■ **Stated problem 1**: Using the forum thread below about the Sony XBR-65X850D, decide whether each statement agrees with it, answering yes or no and quoting the deciding words of the thread: (a) fschris ordered the Sony for 1149 with free shipping from newegg; (b) fusseli kept the X850B; (c) JBrax believes local dimming requires stepping up to the 930D/940D series.

■ **Selected extract**:

↓

# merry christmas to ME! Sony XBR-65X850D



## fschris (Oct 31, 2009)

just ordered a 
Sony XBR-65X850D 65" Class 4K HDR Ultra HD Smart TV With WiFi for 1149 free shipping from newegg 

should be pretty sweet... really wanted the LG 65"oled but this one is half the price. I plan to get an OLED next year.

This should hold me over.


----------



## fusseli (May 1, 2007)

Excellent, welcome to the 4k club 

I had an X850B for a week and exchanged it for my Samsung. The old B didn't have any local dimming, major clouding issues, with an IPS panel. The Samsung has a better contrast VA panel and local dimming. I don't know what Sony has done with the more recent models, though, I had heard that the C fixed the clouding, so I imagine that the D is even better yet! Congrats and let me know how you like it.


----------



## JBrax (Oct 13, 2011)

I can vouch for the D series being outstanding. 65" 930D here and it's a great display! Welcome to the 4K club it's a good club to be in.


----------



## fschris (Oct 31, 2009)

i thought that one had local dimming.. i canceled my order. I neeed to find a list of tvs with local dimming or just go for OLED


----------



## JBrax (Oct 13, 2011)

fschris said:


> i thought that one had local dimming.. i canceled my order. I neeed to find a list of tvs with local dimming or just go for OLED


 I believe you have to step up to the 930D/940D series for local dimming.


----------



## fusseli (May 1, 2007)

I found rtings really helpful back when I was tv shopping, http://www.rtings.com/tv/tools/compare

Not to endorse Samsung, but the KS8000 is rated much better (similar to the X930D) and is going for about the same as the X850D at the moment.


----------



## fschris (Oct 31, 2009)

That is a great comparison... and that is a great review of the local dimming. Glad i cancelled the 850d. I like the looks of that samsung. I really want a OLED but trying to keep price around 2K. That 65" samsung looks really solid and pretty cheap price IMO.


----------



## JBrax (Oct 13, 2011)

↑

■ **Data for the task**:
↓

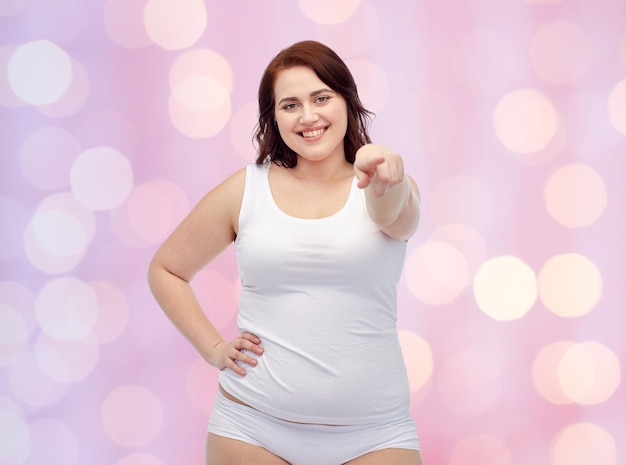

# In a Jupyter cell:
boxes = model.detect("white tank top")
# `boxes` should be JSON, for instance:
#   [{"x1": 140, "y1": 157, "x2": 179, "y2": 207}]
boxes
[{"x1": 219, "y1": 165, "x2": 409, "y2": 425}]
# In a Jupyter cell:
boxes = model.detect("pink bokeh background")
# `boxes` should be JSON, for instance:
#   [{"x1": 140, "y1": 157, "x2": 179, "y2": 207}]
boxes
[{"x1": 0, "y1": 0, "x2": 626, "y2": 465}]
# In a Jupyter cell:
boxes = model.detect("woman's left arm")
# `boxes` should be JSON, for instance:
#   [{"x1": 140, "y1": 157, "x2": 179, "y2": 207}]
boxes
[{"x1": 354, "y1": 144, "x2": 420, "y2": 240}]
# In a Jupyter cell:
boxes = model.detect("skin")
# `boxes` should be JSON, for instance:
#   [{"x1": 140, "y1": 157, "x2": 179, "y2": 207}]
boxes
[{"x1": 148, "y1": 66, "x2": 421, "y2": 465}]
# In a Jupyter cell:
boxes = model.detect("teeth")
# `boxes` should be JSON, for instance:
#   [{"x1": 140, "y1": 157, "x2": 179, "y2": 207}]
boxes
[{"x1": 302, "y1": 129, "x2": 324, "y2": 137}]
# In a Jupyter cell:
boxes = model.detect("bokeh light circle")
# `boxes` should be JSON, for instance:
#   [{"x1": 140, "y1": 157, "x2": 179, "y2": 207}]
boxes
[
  {"x1": 36, "y1": 277, "x2": 98, "y2": 341},
  {"x1": 608, "y1": 79, "x2": 626, "y2": 135},
  {"x1": 24, "y1": 193, "x2": 96, "y2": 273},
  {"x1": 493, "y1": 89, "x2": 558, "y2": 153},
  {"x1": 70, "y1": 146, "x2": 133, "y2": 210},
  {"x1": 530, "y1": 21, "x2": 593, "y2": 85},
  {"x1": 532, "y1": 341, "x2": 622, "y2": 405},
  {"x1": 144, "y1": 0, "x2": 207, "y2": 50},
  {"x1": 537, "y1": 253, "x2": 602, "y2": 318},
  {"x1": 100, "y1": 384, "x2": 163, "y2": 447},
  {"x1": 169, "y1": 76, "x2": 231, "y2": 139},
  {"x1": 544, "y1": 163, "x2": 607, "y2": 228},
  {"x1": 8, "y1": 40, "x2": 72, "y2": 105},
  {"x1": 557, "y1": 341, "x2": 621, "y2": 405},
  {"x1": 169, "y1": 48, "x2": 233, "y2": 93},
  {"x1": 298, "y1": 0, "x2": 361, "y2": 24},
  {"x1": 35, "y1": 333, "x2": 100, "y2": 383},
  {"x1": 89, "y1": 280, "x2": 129, "y2": 344},
  {"x1": 474, "y1": 256, "x2": 537, "y2": 321},
  {"x1": 0, "y1": 44, "x2": 26, "y2": 108},
  {"x1": 398, "y1": 330, "x2": 434, "y2": 392},
  {"x1": 37, "y1": 59, "x2": 91, "y2": 118},
  {"x1": 404, "y1": 241, "x2": 470, "y2": 305},
  {"x1": 7, "y1": 346, "x2": 71, "y2": 409},
  {"x1": 550, "y1": 423, "x2": 617, "y2": 465}
]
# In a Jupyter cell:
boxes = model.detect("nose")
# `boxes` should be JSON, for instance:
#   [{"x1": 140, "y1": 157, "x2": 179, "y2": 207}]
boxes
[{"x1": 300, "y1": 105, "x2": 319, "y2": 124}]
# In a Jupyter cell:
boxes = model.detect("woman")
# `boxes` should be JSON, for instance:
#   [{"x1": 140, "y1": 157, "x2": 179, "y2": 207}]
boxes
[{"x1": 149, "y1": 41, "x2": 421, "y2": 465}]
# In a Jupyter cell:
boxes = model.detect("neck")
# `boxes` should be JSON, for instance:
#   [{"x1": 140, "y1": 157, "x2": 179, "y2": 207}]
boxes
[{"x1": 291, "y1": 156, "x2": 354, "y2": 182}]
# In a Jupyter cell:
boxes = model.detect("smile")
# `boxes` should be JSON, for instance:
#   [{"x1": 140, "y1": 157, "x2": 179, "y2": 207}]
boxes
[{"x1": 300, "y1": 128, "x2": 326, "y2": 139}]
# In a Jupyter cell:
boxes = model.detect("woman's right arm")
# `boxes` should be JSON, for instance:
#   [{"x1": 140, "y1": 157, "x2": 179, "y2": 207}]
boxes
[{"x1": 148, "y1": 169, "x2": 263, "y2": 375}]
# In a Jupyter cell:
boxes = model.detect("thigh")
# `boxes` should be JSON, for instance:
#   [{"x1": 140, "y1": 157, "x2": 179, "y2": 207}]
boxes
[
  {"x1": 205, "y1": 433, "x2": 290, "y2": 465},
  {"x1": 344, "y1": 449, "x2": 422, "y2": 465}
]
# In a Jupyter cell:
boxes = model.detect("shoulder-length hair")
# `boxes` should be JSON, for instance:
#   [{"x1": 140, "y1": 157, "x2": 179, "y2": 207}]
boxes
[{"x1": 254, "y1": 40, "x2": 373, "y2": 168}]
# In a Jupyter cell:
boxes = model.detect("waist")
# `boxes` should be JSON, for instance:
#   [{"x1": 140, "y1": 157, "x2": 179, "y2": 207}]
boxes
[{"x1": 219, "y1": 335, "x2": 409, "y2": 425}]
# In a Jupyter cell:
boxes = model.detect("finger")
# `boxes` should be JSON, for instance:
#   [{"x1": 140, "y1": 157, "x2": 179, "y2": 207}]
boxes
[
  {"x1": 356, "y1": 171, "x2": 372, "y2": 189},
  {"x1": 239, "y1": 331, "x2": 261, "y2": 344},
  {"x1": 354, "y1": 156, "x2": 385, "y2": 174},
  {"x1": 224, "y1": 358, "x2": 247, "y2": 376},
  {"x1": 236, "y1": 333, "x2": 263, "y2": 355}
]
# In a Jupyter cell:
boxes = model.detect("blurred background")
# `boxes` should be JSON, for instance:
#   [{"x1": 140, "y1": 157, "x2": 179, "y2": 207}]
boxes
[{"x1": 0, "y1": 0, "x2": 626, "y2": 465}]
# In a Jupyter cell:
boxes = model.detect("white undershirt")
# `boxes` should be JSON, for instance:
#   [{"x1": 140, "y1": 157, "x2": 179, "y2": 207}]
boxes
[{"x1": 219, "y1": 165, "x2": 409, "y2": 424}]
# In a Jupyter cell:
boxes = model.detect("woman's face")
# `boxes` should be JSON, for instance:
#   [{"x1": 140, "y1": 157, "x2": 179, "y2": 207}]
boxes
[{"x1": 274, "y1": 66, "x2": 348, "y2": 161}]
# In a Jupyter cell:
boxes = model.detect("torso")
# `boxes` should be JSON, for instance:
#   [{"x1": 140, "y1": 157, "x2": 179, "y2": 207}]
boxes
[{"x1": 269, "y1": 162, "x2": 354, "y2": 219}]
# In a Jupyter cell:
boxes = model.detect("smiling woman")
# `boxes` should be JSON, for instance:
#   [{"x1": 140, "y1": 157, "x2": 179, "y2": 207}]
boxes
[{"x1": 149, "y1": 41, "x2": 421, "y2": 465}]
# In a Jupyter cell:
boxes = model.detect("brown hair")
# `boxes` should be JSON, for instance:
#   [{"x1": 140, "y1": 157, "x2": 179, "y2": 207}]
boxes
[{"x1": 254, "y1": 40, "x2": 373, "y2": 168}]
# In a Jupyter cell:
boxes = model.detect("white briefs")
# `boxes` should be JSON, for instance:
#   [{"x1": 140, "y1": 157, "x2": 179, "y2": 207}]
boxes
[{"x1": 208, "y1": 392, "x2": 420, "y2": 465}]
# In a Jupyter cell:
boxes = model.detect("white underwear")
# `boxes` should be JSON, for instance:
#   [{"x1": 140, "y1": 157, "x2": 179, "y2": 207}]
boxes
[{"x1": 208, "y1": 392, "x2": 420, "y2": 465}]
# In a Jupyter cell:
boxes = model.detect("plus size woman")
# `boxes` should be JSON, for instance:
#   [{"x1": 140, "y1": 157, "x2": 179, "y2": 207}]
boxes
[{"x1": 149, "y1": 41, "x2": 422, "y2": 465}]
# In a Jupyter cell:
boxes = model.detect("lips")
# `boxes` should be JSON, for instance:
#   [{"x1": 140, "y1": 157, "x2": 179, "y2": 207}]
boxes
[{"x1": 300, "y1": 128, "x2": 326, "y2": 139}]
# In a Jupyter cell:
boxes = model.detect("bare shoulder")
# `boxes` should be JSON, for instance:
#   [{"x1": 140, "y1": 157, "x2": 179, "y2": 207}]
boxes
[{"x1": 153, "y1": 168, "x2": 246, "y2": 281}]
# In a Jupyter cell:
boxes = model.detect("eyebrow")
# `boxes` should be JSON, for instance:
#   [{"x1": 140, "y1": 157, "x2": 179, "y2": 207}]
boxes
[{"x1": 278, "y1": 88, "x2": 336, "y2": 105}]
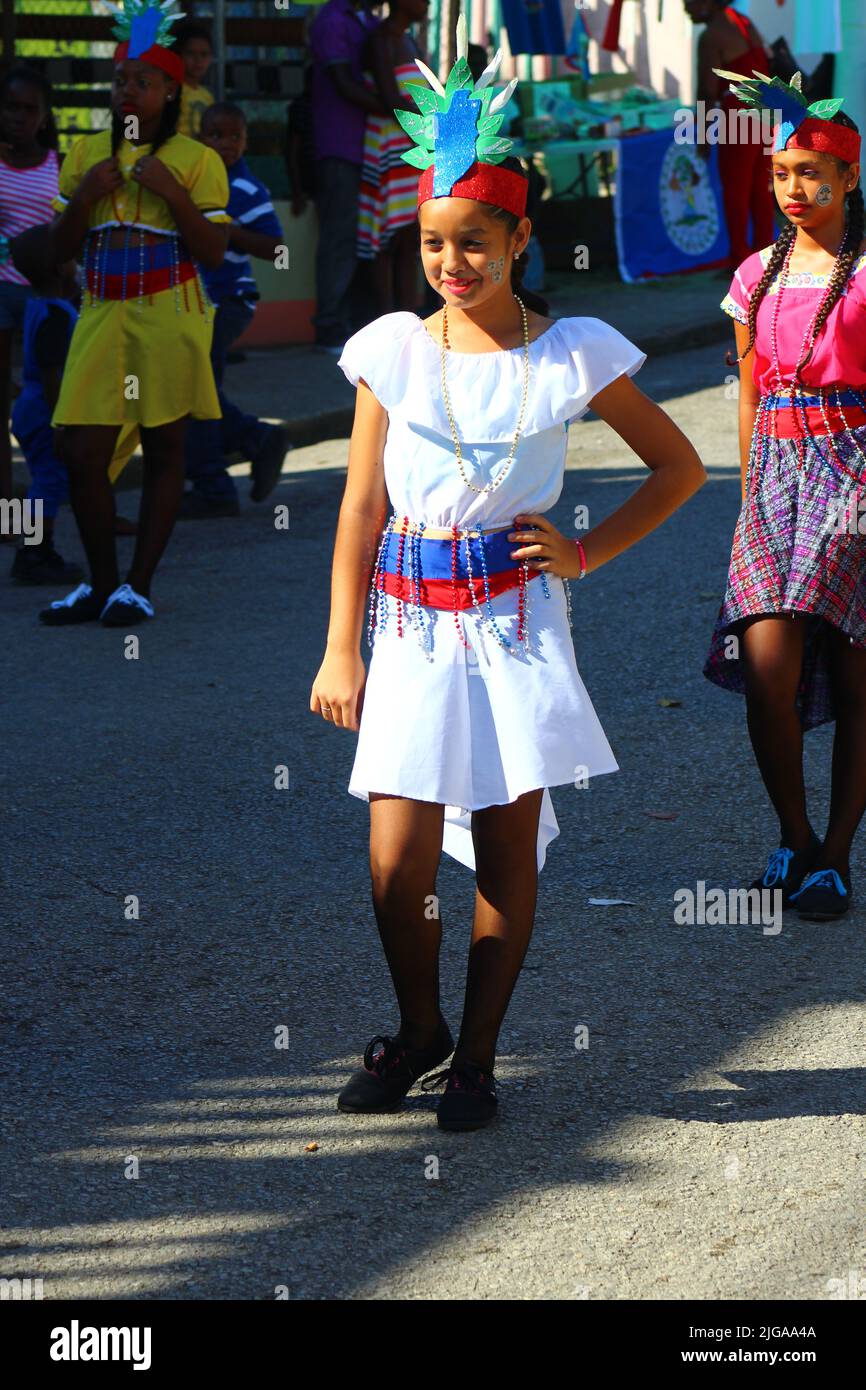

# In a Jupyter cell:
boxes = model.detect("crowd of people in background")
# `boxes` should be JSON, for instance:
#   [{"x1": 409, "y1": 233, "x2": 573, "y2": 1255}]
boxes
[
  {"x1": 297, "y1": 0, "x2": 544, "y2": 357},
  {"x1": 0, "y1": 19, "x2": 294, "y2": 585},
  {"x1": 0, "y1": 0, "x2": 773, "y2": 584}
]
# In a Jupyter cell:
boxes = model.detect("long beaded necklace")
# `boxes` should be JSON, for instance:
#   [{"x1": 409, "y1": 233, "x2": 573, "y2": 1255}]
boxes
[
  {"x1": 770, "y1": 225, "x2": 866, "y2": 478},
  {"x1": 439, "y1": 295, "x2": 530, "y2": 495}
]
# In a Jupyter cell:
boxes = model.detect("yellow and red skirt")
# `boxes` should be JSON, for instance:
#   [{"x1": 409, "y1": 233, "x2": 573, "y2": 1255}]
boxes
[{"x1": 51, "y1": 224, "x2": 222, "y2": 428}]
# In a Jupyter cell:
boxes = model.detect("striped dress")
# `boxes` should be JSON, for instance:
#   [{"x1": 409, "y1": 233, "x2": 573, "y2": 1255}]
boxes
[
  {"x1": 357, "y1": 63, "x2": 418, "y2": 260},
  {"x1": 0, "y1": 150, "x2": 60, "y2": 285}
]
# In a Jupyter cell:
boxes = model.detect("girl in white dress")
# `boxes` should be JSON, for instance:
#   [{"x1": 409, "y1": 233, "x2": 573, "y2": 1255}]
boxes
[{"x1": 310, "y1": 19, "x2": 705, "y2": 1129}]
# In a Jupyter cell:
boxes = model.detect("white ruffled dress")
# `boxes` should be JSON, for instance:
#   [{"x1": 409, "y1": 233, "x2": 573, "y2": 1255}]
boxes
[{"x1": 338, "y1": 311, "x2": 646, "y2": 869}]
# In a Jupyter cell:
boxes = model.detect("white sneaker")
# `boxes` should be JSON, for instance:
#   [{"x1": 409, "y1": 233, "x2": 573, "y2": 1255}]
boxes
[{"x1": 99, "y1": 584, "x2": 154, "y2": 627}]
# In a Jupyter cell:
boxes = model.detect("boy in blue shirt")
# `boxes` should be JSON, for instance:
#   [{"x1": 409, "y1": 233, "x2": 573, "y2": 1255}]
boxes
[
  {"x1": 178, "y1": 101, "x2": 291, "y2": 521},
  {"x1": 10, "y1": 225, "x2": 82, "y2": 584}
]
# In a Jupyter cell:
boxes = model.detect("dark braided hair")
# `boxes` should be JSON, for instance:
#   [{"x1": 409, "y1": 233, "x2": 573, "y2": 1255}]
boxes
[
  {"x1": 726, "y1": 111, "x2": 866, "y2": 384},
  {"x1": 111, "y1": 69, "x2": 181, "y2": 154},
  {"x1": 487, "y1": 154, "x2": 550, "y2": 318},
  {"x1": 0, "y1": 63, "x2": 58, "y2": 150}
]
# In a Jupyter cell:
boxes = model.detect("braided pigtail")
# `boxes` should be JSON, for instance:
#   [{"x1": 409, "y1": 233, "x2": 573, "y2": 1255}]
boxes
[{"x1": 724, "y1": 222, "x2": 796, "y2": 367}]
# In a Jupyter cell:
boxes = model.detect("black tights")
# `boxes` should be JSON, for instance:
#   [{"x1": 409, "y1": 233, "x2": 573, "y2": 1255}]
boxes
[
  {"x1": 370, "y1": 788, "x2": 544, "y2": 1070},
  {"x1": 741, "y1": 614, "x2": 866, "y2": 874},
  {"x1": 54, "y1": 416, "x2": 188, "y2": 599}
]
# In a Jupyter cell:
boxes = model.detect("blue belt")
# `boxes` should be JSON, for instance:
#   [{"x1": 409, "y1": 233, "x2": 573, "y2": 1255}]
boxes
[{"x1": 762, "y1": 386, "x2": 866, "y2": 410}]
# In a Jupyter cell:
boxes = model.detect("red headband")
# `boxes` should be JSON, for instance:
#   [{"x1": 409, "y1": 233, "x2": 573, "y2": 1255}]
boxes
[
  {"x1": 418, "y1": 160, "x2": 530, "y2": 217},
  {"x1": 114, "y1": 39, "x2": 183, "y2": 86},
  {"x1": 773, "y1": 115, "x2": 860, "y2": 164}
]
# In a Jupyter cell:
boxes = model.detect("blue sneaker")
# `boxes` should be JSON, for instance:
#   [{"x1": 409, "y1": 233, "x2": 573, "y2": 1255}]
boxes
[
  {"x1": 791, "y1": 869, "x2": 851, "y2": 922},
  {"x1": 749, "y1": 831, "x2": 822, "y2": 908}
]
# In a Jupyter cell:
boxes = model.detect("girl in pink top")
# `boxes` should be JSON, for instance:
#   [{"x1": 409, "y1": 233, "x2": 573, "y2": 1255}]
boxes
[
  {"x1": 0, "y1": 67, "x2": 58, "y2": 514},
  {"x1": 705, "y1": 74, "x2": 866, "y2": 920}
]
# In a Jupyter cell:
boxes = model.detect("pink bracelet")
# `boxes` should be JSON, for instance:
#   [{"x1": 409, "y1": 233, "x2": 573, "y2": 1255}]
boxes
[{"x1": 574, "y1": 530, "x2": 587, "y2": 580}]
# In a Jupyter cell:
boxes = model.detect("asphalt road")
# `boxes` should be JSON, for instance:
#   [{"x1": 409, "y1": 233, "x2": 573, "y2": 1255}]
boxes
[{"x1": 0, "y1": 348, "x2": 866, "y2": 1300}]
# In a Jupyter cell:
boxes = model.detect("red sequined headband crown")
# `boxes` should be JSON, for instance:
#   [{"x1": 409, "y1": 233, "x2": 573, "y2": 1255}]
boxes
[
  {"x1": 106, "y1": 0, "x2": 183, "y2": 83},
  {"x1": 393, "y1": 15, "x2": 530, "y2": 217}
]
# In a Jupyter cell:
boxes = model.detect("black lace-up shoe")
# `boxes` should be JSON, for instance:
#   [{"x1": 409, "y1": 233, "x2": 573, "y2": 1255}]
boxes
[
  {"x1": 791, "y1": 869, "x2": 851, "y2": 922},
  {"x1": 749, "y1": 831, "x2": 822, "y2": 908},
  {"x1": 421, "y1": 1062, "x2": 498, "y2": 1129},
  {"x1": 336, "y1": 1019, "x2": 455, "y2": 1115}
]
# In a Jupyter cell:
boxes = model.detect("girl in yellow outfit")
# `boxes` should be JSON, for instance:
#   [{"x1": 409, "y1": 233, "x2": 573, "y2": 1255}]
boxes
[{"x1": 40, "y1": 0, "x2": 231, "y2": 627}]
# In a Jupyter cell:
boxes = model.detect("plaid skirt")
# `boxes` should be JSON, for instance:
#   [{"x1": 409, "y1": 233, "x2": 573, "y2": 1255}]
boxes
[{"x1": 703, "y1": 408, "x2": 866, "y2": 730}]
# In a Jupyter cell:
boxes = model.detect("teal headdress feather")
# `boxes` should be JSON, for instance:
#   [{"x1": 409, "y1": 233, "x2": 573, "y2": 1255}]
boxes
[
  {"x1": 713, "y1": 68, "x2": 844, "y2": 153},
  {"x1": 103, "y1": 0, "x2": 183, "y2": 58},
  {"x1": 393, "y1": 15, "x2": 517, "y2": 197}
]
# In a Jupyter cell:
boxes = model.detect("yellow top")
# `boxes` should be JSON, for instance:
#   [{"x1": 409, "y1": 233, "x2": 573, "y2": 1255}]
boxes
[
  {"x1": 51, "y1": 131, "x2": 231, "y2": 232},
  {"x1": 178, "y1": 82, "x2": 214, "y2": 139}
]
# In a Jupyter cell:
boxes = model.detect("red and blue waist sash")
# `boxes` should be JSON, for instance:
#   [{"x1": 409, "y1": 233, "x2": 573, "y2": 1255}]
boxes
[
  {"x1": 759, "y1": 386, "x2": 866, "y2": 439},
  {"x1": 85, "y1": 224, "x2": 199, "y2": 299},
  {"x1": 374, "y1": 516, "x2": 539, "y2": 609}
]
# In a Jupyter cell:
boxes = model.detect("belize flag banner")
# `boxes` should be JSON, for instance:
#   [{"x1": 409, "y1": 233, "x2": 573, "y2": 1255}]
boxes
[{"x1": 613, "y1": 126, "x2": 730, "y2": 282}]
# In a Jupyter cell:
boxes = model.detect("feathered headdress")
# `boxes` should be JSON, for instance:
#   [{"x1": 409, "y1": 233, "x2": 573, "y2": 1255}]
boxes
[
  {"x1": 713, "y1": 68, "x2": 860, "y2": 164},
  {"x1": 103, "y1": 0, "x2": 183, "y2": 82},
  {"x1": 393, "y1": 15, "x2": 530, "y2": 217}
]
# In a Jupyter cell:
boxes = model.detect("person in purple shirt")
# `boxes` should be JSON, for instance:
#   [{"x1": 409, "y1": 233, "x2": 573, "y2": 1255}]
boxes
[{"x1": 310, "y1": 0, "x2": 389, "y2": 356}]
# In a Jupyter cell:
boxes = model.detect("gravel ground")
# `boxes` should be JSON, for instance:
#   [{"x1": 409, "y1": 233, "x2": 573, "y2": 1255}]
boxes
[{"x1": 0, "y1": 348, "x2": 866, "y2": 1300}]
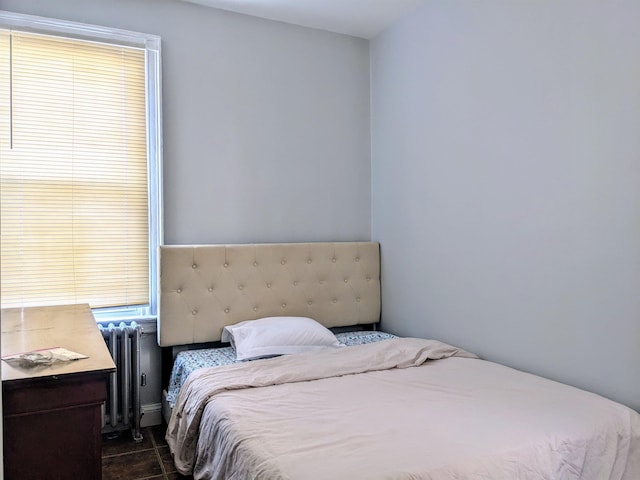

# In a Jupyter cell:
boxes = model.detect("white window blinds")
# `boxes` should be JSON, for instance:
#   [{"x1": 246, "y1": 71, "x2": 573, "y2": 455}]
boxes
[{"x1": 0, "y1": 29, "x2": 149, "y2": 308}]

↑

■ **Stated problem 2**: Locate every line in the records above that contains the string "pink", and copy each one. Matching is case-sensitive.

■ **Correct response 1**:
(a) Yes: "for 1149 free shipping from newegg"
(b) No: "I had an X850B for a week and exchanged it for my Samsung."
(c) Yes: "I believe you have to step up to the 930D/940D series for local dimming."

■ **Correct response 2**:
boxes = model.detect("pink bokeh background")
boxes = model.detect("girl in pink top")
boxes = model.detect("pink bracelet")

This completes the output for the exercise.